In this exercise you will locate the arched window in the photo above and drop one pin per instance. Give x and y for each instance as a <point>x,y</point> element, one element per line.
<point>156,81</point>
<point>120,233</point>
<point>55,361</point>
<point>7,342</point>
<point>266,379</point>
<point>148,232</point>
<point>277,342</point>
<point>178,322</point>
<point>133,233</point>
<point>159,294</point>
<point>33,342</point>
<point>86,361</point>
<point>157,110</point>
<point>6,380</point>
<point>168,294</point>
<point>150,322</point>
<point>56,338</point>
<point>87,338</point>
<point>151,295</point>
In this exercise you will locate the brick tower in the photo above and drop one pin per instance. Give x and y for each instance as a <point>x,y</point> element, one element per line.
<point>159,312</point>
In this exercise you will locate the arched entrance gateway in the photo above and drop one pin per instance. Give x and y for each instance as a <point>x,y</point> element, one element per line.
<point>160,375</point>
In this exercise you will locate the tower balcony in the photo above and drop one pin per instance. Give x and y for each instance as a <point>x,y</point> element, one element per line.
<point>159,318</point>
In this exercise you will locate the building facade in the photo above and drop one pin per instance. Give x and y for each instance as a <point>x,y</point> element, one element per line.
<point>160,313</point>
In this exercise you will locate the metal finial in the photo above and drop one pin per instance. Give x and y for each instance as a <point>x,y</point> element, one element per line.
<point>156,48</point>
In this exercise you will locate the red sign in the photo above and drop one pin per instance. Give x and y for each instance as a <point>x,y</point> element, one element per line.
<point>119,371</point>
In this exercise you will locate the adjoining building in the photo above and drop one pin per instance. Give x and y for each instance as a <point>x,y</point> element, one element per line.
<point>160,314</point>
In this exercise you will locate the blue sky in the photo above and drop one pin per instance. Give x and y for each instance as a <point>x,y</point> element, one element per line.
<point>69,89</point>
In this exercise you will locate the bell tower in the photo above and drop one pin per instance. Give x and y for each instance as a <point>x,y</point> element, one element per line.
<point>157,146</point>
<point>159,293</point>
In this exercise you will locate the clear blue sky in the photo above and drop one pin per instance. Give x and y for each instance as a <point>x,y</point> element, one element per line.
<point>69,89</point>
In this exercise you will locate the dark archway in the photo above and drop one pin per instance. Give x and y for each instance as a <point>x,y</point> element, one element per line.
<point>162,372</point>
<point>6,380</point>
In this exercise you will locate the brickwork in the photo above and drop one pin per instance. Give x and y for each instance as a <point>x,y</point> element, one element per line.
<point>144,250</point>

+++

TASK STATEMENT: Extract all of the data above without altering anything.

WRITTEN REPLY:
In this exercise you will locate the arched window in the photo above and drop one pin per instance. Give x and y for each instance as a <point>x,y</point> element, one element per line.
<point>156,81</point>
<point>120,233</point>
<point>55,361</point>
<point>7,342</point>
<point>266,379</point>
<point>148,232</point>
<point>277,342</point>
<point>178,322</point>
<point>133,233</point>
<point>159,294</point>
<point>33,342</point>
<point>86,361</point>
<point>157,110</point>
<point>6,380</point>
<point>168,294</point>
<point>150,322</point>
<point>56,338</point>
<point>87,338</point>
<point>151,295</point>
In this exercise you will locate the brick tower in the photo above and drop one pin per instance. Give x and y for each instance as a <point>x,y</point> element, one element per line.
<point>159,312</point>
In this exercise you will locate the arched entrance gateway in the photo above and drop one pin per instance. Give x and y for each instance as a <point>x,y</point> element, one element per line.
<point>160,375</point>
In this exercise you will locate the tower balcony in the photo above and drop one pin per instance. Give x and y for each instance as a <point>x,y</point> element, one element per line.
<point>159,318</point>
In this exercise you will locate the building facade in the photo above and drop one pin per instance. Give x and y for each instance as a <point>x,y</point> element, one element per line.
<point>160,313</point>
In this exercise you will locate the metal finial in the photo above and drop one pin per instance. Give x and y for each instance as a <point>x,y</point> element, one element per line.
<point>156,48</point>
In this exercise you will locate the red sign in the photo above and drop one pin per instance. Give x and y for each instance as a <point>x,y</point> element, one element per line.
<point>119,371</point>
In this exercise you will locate the adjoining building in the photo above and drop one pin per instance. Give x and y for each instance as a <point>x,y</point> element, one element per line.
<point>160,314</point>
In this exercise you will locate the blue sky in the photo above and drop one pin per instance. Give x and y for each instance as a <point>x,y</point> element, one element per line.
<point>69,89</point>
In this exercise you will locate the bell tower in the photo above and drop one pin per instance. Give x and y for each instance as a <point>x,y</point> element, one element per line.
<point>157,146</point>
<point>159,293</point>
In this exercise you will locate the clear blue sky in the photo above and drop one pin per instance. Give x and y for each instance as a <point>x,y</point> element, one element per line.
<point>69,89</point>
In this exercise you will locate the dark archway in the photo above and drop one pin per instance. Give x and y for each instance as a <point>x,y</point> element, one element per line.
<point>162,372</point>
<point>6,380</point>
In this exercise you will locate the brickwork in the photo above and drop one pin per instance. Give x and y for each instance as a <point>x,y</point> element, one element per line.
<point>144,250</point>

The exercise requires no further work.